Segment Start: Document text
Pakistan on FATF Grey List
Who is Altaf Khanani?
Altaf Khanani is a member of Karachi's memon business community. Along with his twin brother Javed, he started their money-changing business under the name of Khanani and Kalia Inc (KKI) in 1984. By the 1990s, more foreign currency was passing through KKI than the banking system of Pakistan! By 1997 many governments were looking into KKI’s network but the twins were close to Pakistan's ruling elite. In 2008, Khanani brothers were charged with money laundering in Pakistan but later exonerated due to lack of evidence. However, a US court convicted Altaf Khanani of money laundering in 2015 and sentenced him to 5 years in jail. His brother Javed died in mysterious circumstances in 2016. His death was labeled as suicide. Altaf has recently been released from a US prison after serving his 5 year term. His whereabouts are unknown.
US Report:
A 2017 US State Department report labelled the Altaf Khanani group as a money laundering organization (MLO) and said it laundered billions of dollars of dirty money.
Segment End: Document text
Segment Start: Supplied information
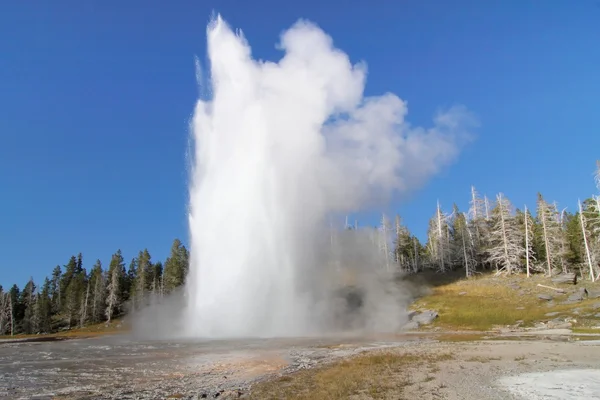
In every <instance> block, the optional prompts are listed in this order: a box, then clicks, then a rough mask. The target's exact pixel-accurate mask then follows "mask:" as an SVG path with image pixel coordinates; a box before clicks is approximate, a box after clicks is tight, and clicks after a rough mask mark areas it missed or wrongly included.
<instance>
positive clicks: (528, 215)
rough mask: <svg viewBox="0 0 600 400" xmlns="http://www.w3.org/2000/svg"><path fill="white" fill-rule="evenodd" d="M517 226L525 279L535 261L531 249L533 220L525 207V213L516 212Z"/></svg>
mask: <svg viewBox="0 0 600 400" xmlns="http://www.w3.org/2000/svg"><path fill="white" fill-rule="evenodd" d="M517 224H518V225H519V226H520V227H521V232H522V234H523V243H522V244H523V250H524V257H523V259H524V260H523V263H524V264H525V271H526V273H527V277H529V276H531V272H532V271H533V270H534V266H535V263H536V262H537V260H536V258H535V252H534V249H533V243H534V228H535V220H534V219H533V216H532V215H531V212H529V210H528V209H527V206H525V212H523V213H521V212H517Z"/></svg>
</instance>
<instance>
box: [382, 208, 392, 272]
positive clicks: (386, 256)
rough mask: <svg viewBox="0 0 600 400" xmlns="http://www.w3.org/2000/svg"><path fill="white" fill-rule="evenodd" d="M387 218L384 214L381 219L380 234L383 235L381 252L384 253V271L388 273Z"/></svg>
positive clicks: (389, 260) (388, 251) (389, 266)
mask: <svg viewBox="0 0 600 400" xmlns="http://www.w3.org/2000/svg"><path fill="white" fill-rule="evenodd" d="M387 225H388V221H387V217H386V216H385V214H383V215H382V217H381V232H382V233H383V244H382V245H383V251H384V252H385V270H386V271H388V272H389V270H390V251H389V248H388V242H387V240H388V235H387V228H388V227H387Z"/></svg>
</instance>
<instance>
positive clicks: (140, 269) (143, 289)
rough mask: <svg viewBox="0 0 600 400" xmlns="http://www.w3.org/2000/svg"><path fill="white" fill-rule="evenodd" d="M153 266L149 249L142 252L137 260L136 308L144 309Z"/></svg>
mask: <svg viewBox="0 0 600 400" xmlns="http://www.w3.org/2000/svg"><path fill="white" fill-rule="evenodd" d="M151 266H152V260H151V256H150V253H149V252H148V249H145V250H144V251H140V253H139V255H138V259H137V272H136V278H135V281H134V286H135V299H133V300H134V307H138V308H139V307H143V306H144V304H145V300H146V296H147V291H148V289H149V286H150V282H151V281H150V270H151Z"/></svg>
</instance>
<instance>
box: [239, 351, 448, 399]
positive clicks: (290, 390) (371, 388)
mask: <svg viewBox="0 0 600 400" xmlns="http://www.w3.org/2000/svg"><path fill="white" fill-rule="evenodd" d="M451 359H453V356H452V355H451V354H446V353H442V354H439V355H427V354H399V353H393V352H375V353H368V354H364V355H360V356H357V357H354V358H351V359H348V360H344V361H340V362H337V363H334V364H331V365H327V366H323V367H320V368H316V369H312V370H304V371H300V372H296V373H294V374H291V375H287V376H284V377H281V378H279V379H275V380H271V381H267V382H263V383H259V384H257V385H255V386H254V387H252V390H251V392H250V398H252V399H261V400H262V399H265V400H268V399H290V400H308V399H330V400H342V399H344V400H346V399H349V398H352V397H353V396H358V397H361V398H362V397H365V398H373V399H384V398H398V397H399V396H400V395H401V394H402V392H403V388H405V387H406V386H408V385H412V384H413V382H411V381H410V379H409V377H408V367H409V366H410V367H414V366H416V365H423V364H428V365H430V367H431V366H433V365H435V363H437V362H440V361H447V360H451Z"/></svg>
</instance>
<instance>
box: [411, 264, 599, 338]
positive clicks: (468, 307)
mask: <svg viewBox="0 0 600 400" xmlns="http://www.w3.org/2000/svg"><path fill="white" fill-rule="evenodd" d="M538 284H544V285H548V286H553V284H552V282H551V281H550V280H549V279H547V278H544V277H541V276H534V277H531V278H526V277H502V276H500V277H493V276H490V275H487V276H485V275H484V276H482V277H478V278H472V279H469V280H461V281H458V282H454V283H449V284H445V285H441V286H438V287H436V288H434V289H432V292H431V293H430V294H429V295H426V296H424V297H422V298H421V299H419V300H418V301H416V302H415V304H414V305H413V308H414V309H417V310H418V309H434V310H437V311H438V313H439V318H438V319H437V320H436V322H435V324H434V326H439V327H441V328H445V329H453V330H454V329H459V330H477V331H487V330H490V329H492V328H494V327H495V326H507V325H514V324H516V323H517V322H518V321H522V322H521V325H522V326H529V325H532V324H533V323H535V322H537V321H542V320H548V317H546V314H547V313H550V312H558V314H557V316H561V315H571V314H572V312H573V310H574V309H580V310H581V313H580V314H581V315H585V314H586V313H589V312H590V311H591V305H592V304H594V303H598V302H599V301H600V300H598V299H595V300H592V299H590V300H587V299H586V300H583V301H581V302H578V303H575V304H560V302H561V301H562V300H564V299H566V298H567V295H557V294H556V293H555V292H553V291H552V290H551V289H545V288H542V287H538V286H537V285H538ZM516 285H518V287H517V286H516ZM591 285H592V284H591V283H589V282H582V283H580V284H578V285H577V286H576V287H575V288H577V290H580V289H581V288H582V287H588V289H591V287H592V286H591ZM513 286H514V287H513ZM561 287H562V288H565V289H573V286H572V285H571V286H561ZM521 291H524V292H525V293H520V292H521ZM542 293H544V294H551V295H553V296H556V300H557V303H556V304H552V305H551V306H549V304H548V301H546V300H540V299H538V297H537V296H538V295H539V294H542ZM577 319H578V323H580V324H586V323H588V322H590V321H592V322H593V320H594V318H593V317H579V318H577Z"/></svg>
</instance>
Segment End: Supplied information
— Problems and tasks —
(1) Answer these questions using the Altaf Khanani text:
(a) In what year did Altaf Khanani and his twin brother start their money-changing business?
(b) What sentence did a US court give Altaf Khanani in 2015?
(c) What did the 2017 US State Department report label the Altaf Khanani group?
(2) Pick up the Altaf Khanani text right after its final sentence and extend it.

— Answers per task —
(1)
(a) 1984
(b) 5 years in jail
(c) A money laundering organization (MLO)

(2)
The 2017 US report said: “The Altaf Khanani money laundering organization (Khanani MLO) is based in Pakistan. The group, which was designated a transnational organized crime group by the United States in November 2015, facilitates illicit money movement between, among others, Pakistan, the United Arab Emirates (UAE), United States, UK, Canada, and Australia.” “There is a substantial demand for money laundering and illicit financial services due to the country’s black market economy and challenging security environment,” the report added.
Australian Report:
In 2007 and 2008 alone, Khanani's company Khanani and Kalia's official banking records showed the company handled $2.3 billion, according to the Australian Federal Police. David Stewart, an assistant commissioner of Australian Police, said the Khanani's hawala-based operation was "turning over between 14 and 16 billion US dollars annually".
Pakistan FIA:
In 2008, Pakistan's Federal Investigation Agency (FIA) alleged that Khanani's company had illegally siphoned $US10 billion out of Pakistan. But few among the ruling politicians seemed to want to see the case proceed. "For fear of their own identities being revealed," Dawn newspaper columnist Khurram Husain said, "a very wide spectrum of very powerful interests mobilized in order to try and protect these [KKI] people."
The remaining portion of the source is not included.